# Material
..........

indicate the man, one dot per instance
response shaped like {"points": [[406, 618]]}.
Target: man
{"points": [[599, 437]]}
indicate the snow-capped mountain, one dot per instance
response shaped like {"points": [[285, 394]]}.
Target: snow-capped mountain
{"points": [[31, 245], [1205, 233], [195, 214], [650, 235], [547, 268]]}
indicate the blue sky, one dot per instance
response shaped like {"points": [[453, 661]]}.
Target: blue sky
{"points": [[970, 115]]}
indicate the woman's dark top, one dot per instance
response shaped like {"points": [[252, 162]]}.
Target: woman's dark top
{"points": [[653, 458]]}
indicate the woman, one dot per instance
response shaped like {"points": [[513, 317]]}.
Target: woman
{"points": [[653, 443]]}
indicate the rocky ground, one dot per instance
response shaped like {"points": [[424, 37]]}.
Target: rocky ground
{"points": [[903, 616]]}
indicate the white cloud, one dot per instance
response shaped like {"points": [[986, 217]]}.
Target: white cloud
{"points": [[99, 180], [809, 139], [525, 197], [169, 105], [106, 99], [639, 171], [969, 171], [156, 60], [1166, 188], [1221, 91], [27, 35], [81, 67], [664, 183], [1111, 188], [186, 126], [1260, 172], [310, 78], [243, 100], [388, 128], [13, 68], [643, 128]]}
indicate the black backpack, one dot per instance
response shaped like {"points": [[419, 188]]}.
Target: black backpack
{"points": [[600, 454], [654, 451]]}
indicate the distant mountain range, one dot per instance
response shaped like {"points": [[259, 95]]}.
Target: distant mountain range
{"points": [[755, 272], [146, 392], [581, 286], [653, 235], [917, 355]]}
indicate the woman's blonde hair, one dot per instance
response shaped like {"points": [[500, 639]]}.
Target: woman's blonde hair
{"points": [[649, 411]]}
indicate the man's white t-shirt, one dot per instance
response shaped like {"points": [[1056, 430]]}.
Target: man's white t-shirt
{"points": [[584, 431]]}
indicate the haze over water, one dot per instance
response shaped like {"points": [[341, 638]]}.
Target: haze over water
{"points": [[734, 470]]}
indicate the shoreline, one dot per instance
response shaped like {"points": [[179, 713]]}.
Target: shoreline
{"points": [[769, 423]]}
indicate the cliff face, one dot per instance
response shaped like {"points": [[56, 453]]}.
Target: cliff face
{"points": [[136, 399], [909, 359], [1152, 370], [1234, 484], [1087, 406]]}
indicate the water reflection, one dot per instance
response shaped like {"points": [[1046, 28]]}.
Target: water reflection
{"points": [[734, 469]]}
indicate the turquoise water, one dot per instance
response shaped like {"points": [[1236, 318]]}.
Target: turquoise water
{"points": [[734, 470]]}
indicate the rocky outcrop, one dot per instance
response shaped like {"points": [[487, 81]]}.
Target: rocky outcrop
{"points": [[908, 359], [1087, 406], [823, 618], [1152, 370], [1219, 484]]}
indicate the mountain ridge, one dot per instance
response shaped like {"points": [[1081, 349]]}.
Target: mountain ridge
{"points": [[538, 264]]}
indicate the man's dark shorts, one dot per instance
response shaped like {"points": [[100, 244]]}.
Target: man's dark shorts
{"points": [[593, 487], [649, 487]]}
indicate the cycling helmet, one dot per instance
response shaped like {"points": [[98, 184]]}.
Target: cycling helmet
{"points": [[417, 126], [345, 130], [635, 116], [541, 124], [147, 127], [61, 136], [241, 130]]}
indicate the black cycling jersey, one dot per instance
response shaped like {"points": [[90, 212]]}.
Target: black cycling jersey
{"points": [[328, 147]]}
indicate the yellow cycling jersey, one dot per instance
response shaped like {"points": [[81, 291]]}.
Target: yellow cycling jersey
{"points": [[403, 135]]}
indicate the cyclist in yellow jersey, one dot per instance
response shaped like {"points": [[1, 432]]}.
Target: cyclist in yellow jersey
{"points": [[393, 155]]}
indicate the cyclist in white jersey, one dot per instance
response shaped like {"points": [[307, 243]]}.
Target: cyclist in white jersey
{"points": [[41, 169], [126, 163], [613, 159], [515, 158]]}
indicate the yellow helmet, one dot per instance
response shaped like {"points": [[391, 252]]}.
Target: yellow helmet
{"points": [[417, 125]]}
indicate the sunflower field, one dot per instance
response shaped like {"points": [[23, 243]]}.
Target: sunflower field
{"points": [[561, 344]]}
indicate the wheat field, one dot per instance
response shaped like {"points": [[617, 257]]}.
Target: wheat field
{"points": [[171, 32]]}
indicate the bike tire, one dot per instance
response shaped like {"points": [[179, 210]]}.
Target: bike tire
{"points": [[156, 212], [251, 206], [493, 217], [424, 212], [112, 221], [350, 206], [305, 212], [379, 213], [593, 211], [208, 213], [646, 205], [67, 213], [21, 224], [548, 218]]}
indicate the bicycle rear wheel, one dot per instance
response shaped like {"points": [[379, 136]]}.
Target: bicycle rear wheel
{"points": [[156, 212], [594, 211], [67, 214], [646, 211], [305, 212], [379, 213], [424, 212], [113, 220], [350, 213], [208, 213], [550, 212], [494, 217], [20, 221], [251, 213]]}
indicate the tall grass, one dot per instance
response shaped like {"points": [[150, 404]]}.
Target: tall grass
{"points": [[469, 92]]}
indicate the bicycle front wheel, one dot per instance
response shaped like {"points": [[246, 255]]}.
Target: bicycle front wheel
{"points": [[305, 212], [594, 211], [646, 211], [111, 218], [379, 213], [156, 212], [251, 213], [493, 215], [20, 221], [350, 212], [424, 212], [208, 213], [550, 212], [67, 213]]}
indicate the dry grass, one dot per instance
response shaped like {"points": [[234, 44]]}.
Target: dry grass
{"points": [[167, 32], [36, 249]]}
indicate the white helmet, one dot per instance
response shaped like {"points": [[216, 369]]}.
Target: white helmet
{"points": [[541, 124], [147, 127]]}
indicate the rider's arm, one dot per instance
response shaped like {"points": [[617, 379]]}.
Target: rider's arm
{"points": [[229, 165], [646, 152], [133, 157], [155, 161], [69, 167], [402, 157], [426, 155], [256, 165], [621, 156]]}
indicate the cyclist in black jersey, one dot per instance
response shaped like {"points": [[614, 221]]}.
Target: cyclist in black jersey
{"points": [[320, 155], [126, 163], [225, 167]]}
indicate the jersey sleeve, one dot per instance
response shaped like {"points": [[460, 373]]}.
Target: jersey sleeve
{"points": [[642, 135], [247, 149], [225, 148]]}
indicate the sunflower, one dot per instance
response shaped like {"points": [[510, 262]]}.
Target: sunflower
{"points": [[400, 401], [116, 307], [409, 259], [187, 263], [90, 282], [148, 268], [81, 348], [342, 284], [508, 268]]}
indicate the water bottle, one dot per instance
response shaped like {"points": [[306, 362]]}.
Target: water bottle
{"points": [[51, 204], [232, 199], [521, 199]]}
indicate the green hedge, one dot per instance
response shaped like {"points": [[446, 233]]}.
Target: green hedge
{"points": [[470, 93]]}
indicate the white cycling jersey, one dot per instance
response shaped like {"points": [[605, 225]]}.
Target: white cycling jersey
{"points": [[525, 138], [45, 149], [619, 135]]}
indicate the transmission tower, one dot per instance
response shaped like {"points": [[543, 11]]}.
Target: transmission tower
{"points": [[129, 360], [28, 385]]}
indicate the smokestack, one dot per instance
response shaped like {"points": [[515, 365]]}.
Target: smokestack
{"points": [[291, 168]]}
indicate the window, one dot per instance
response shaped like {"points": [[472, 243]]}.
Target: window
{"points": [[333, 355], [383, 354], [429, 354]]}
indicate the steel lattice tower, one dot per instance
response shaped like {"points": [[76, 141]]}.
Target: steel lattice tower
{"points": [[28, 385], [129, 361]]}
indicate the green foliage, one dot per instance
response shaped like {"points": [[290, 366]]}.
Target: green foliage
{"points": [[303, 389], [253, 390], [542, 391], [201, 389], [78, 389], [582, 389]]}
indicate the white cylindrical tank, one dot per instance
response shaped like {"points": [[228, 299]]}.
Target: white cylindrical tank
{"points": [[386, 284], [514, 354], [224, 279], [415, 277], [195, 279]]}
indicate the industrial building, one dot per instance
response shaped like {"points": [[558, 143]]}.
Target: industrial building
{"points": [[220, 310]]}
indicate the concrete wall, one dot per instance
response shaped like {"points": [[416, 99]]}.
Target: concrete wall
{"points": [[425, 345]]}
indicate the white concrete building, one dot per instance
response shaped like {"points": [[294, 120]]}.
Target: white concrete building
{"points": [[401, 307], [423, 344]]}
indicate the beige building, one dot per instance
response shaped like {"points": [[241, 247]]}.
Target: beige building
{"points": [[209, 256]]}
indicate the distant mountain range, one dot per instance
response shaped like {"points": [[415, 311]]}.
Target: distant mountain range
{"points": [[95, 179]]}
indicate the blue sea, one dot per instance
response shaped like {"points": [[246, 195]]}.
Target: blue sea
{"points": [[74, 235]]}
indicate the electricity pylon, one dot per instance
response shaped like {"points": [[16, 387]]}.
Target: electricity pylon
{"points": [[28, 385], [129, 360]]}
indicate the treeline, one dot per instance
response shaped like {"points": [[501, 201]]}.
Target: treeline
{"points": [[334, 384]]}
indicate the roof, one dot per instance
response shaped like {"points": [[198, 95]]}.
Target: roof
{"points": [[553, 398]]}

..........

# Problem statement
Rewrite the lines starting at the line that has "indicate the concrete" and stopping after the last of the records, with "beige" changed to "tan" and nothing else altered.

# Exercise answer
indicate the concrete wall, one dot per instance
response shaped like {"points": [[416, 99]]}.
Target: concrete wall
{"points": [[425, 345]]}
indicate the white concrete building, one dot per instance
response shaped like {"points": [[294, 120]]}.
Target: white concrete building
{"points": [[401, 307], [423, 344]]}
indicate the tan building, one dot per instance
response shaped like {"points": [[241, 247]]}.
Target: tan building
{"points": [[209, 256]]}
indicate the distant mountain range, one dot per instance
response shaped like {"points": [[415, 311]]}.
Target: distant mountain range
{"points": [[95, 179]]}
indicate the blue sea, one dot per instance
response shaped like {"points": [[246, 195]]}.
Target: blue sea
{"points": [[74, 235]]}
indicate the electricity pylon, one dot per instance
response shaped like {"points": [[16, 387]]}.
Target: electricity pylon
{"points": [[28, 385], [129, 360]]}
indicate the treeline, one dot per instance
response shaped like {"points": [[501, 201]]}.
Target: treeline
{"points": [[334, 384]]}
indicate the roof, one dot per instance
response shaped like {"points": [[198, 95]]}.
Target: roof
{"points": [[553, 398]]}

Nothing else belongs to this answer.